- Text to read -
I now introduce the second dimension of time to the table justifying the term bitemporal. The formerly introduced valid time is accompanied by the transaction time which for each row captures the period of time, when the row was considered to be true. This allows us to rewind the valid-time state of the database to any point in the past, enabling us to compare the aforementioned two different states of the data. Thus any row of data will now contain 4 timestamps: two for the valid-time stating the period of validity and another two, stating the period during which we considered this row true. Let's look at a very small bitemporal table to appreciate its beauty:

`valid_time_start`	`valid_time_end`	`tr_time_start`	`tr_time_end`	`stored_in`
2020-10-01	'infinity'	2020-10-01	2020-10-02	1
2020-10-01	2020-10-03	2020-10-02	'infinity'	1
2020-10-03	'infinity'	2020-10-02	2020-10-05	2
2020-10-03	2020-10-06	2020-10-05	'infinity'	2

The rows are sorted by insertion order and all consider the same FoodItem. The first row states that on 2020-10-01 we knew a food item was stored in the pantry (ID 1). At that time we had no other plans, so valid_time_end is infinity. The second and third rows were part of the same transaction: On 2020-10-02 we agreed to ourselves to move the item to the fridge (ID 2) but to do so only one day after, on 2020-10-03. Thus the second row stores almost the same information as the first, namely that the item originates from the pantry. But the second row also knows when the item left the pantry. To keep both states of knowledge about our data we don't update the first row but instead we update a clone of it. The third row captures the new information, namely the move to the fridge. Finally, the fourth row marks our decision on 2020-10-05 to eat the item on 2020-10-06. Thus the "fridge age" will have ended on 2020-10-06 (valid_time_end) but this is known already on 2020-10-05.

You will by now realise the immense amount of information which is compressed into this data model. The most important difference to the valid-time model before is that no data is ever deleted from the table. Any row which is no longer true is terminated in its tr_time_end. The table thus becomes an archive of all its prior states weaved into the table itself. To maintain it two simple rules must be followed:

When inserting rows they carry "now" in their tr_time_start and 'infinity' in their tr_time_end. Any other values were a lie to your archive.
The only legal modification to a bitemporal row is to set its tr_time_end to "now" to mark it is now obsolete.

Let's operate on the table. The insertion is almost the same as before, simply respect rule 1 from above. Updating a row is more involved. I will only describe a current update where new information about the state of "now" is added and believed to be valid forever. This will involve a total of 5 SQL operations. First I insert the updated row with a valid time starting now extending to the next row's valid_time_end while following rule 1 for transaction time. Then I will terminate the row which is currently (with respect to transaction time) true "now" (wrt valid time) by terminating its valid time at "now". This opens up the slice for our updated data in the same way as above. Next we "delete" the row currently true "now" by following rule 2. The last two operations take care of the future. First we insert all future rows of this row, but with the new columns' values we want to update. And finally we "delete" all existing future rows by terminating their transaction period to "now". In the book this transaction takes 30 lines of SQL (see p.289f ¹. I'm convinced that the book has a mistake there. If you think so too, don't hesitate to contact me).

- Dataset -

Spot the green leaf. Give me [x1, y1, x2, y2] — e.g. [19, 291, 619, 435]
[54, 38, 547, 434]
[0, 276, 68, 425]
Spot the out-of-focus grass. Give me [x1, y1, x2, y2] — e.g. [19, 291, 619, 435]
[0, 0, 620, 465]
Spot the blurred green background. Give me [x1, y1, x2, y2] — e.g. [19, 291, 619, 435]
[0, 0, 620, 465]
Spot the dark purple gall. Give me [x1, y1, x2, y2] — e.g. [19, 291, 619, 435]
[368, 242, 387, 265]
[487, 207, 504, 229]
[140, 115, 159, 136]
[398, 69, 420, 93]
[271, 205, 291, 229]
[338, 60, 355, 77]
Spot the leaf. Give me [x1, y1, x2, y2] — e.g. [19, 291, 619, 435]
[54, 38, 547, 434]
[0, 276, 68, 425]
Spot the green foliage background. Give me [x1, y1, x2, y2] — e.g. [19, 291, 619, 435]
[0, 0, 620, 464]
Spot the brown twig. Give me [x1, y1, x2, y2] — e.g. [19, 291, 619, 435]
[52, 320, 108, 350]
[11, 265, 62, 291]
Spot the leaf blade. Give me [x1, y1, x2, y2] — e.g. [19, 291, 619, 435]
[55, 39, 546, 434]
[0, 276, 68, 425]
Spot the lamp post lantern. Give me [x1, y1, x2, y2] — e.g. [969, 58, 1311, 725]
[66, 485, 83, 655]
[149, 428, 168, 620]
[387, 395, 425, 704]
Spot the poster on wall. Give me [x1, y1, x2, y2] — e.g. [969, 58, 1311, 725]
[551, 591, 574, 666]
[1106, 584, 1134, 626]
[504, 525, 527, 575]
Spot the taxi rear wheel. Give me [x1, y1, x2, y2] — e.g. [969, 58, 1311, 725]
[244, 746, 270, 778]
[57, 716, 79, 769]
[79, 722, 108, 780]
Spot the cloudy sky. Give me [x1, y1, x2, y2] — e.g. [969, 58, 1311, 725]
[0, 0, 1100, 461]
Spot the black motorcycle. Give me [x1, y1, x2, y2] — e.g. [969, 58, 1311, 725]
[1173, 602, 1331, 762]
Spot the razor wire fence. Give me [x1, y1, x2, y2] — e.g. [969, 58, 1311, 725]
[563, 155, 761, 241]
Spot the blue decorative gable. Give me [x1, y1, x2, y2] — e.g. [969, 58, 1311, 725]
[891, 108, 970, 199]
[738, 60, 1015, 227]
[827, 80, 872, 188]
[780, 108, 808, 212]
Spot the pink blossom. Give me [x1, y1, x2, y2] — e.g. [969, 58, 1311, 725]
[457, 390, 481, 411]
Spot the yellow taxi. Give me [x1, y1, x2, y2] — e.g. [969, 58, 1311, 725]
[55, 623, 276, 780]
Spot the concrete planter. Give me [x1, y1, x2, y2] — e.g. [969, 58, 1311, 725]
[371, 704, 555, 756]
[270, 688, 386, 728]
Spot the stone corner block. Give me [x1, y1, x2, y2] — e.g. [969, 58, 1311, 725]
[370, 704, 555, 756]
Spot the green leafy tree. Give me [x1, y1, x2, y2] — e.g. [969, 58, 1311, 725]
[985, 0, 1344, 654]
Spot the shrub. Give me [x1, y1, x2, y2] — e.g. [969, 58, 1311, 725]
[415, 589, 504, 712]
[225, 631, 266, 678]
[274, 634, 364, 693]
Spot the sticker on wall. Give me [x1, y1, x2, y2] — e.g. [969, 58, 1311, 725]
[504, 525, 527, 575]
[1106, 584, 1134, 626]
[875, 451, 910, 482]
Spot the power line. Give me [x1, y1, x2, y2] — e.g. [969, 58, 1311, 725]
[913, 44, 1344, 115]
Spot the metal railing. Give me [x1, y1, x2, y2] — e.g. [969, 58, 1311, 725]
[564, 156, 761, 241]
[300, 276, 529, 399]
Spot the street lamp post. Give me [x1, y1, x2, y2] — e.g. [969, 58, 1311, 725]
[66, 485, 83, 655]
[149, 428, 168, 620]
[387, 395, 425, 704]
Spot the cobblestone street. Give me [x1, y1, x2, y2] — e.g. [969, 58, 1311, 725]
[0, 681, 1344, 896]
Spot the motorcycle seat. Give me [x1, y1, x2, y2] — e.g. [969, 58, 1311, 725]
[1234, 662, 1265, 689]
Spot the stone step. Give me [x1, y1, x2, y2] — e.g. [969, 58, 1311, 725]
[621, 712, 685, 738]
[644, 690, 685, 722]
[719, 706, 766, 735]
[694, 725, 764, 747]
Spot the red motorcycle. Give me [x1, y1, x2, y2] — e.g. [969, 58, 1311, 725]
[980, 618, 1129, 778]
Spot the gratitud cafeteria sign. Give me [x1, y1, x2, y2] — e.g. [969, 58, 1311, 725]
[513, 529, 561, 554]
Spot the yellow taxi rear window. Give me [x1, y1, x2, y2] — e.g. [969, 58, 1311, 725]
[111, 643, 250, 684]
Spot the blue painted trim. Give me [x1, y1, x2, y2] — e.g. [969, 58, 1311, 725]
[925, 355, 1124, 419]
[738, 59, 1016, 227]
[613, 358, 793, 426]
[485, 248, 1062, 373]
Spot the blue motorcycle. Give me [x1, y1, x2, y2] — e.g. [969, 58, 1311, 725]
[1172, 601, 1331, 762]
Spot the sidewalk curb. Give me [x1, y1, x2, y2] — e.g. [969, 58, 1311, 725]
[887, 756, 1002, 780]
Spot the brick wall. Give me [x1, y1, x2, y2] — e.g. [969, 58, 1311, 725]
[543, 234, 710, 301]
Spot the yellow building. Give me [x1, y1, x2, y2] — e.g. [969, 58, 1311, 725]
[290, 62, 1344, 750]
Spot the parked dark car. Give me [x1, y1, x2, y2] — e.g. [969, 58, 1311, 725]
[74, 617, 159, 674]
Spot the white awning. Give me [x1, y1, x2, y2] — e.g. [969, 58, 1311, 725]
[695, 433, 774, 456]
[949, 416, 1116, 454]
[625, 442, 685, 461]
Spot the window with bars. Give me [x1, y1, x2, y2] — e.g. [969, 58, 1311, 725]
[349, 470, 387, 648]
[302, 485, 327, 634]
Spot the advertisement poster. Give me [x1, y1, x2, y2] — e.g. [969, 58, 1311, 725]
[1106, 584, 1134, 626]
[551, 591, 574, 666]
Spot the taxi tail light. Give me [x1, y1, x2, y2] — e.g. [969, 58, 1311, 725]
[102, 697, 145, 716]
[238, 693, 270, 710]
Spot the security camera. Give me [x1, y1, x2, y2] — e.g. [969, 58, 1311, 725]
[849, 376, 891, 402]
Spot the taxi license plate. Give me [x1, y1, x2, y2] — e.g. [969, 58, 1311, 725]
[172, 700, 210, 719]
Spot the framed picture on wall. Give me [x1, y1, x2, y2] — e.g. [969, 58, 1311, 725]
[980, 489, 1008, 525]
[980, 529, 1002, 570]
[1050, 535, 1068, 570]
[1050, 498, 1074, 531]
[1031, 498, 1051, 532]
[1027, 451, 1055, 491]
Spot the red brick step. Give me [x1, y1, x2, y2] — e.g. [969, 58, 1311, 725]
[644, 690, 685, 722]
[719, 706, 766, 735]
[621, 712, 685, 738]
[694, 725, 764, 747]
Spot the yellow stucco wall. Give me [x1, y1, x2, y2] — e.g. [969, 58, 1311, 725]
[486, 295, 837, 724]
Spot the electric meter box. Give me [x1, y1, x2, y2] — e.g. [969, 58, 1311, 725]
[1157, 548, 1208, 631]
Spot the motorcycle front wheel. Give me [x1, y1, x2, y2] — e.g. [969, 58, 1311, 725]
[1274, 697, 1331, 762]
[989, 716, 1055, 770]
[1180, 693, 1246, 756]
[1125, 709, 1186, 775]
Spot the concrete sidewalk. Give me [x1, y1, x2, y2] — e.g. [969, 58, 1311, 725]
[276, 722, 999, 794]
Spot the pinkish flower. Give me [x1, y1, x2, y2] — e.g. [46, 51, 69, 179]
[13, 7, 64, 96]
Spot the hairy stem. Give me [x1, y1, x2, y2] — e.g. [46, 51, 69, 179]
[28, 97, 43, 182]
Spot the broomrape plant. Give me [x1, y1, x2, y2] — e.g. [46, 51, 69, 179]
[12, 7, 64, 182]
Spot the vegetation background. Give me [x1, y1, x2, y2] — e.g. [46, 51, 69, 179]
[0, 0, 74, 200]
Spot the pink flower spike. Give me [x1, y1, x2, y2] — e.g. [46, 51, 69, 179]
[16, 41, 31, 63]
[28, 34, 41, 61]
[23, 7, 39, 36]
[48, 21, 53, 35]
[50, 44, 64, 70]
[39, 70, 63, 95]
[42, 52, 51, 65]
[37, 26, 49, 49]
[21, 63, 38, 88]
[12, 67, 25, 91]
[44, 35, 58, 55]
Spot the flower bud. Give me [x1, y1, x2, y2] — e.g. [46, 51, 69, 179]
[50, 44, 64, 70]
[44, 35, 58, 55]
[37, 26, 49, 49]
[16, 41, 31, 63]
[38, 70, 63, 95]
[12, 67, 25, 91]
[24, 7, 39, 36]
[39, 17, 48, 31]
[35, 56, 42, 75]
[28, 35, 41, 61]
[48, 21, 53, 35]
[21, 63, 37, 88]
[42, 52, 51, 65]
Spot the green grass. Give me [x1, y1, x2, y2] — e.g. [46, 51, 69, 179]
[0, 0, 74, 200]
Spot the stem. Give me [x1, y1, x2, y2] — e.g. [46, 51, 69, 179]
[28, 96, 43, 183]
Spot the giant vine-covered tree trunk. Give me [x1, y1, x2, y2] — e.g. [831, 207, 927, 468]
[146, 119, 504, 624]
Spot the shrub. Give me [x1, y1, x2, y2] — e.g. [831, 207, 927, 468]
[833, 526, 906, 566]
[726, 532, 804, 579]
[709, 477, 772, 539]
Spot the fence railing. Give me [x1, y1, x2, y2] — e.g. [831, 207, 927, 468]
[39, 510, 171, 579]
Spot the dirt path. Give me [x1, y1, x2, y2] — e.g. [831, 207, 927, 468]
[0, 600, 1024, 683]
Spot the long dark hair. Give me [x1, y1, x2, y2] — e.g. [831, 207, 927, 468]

- Aim -
Reproduce, word for word, the part of the bitemporal table text above that begins with the words "You will by" and ends with the words "is now obsolete.".

- The answer -
You will by now realise the immense amount of information which is compressed into this data model. The most important difference to the valid-time model before is that no data is ever deleted from the table. Any row which is no longer true is terminated in its tr_time_end. The table thus becomes an archive of all its prior states weaved into the table itself. To maintain it two simple rules must be followed:

When inserting rows they carry "now" in their tr_time_start and 'infinity' in their tr_time_end. Any other values were a lie to your archive.
The only legal modification to a bitemporal row is to set its tr_time_end to "now" to mark it is now obsolete.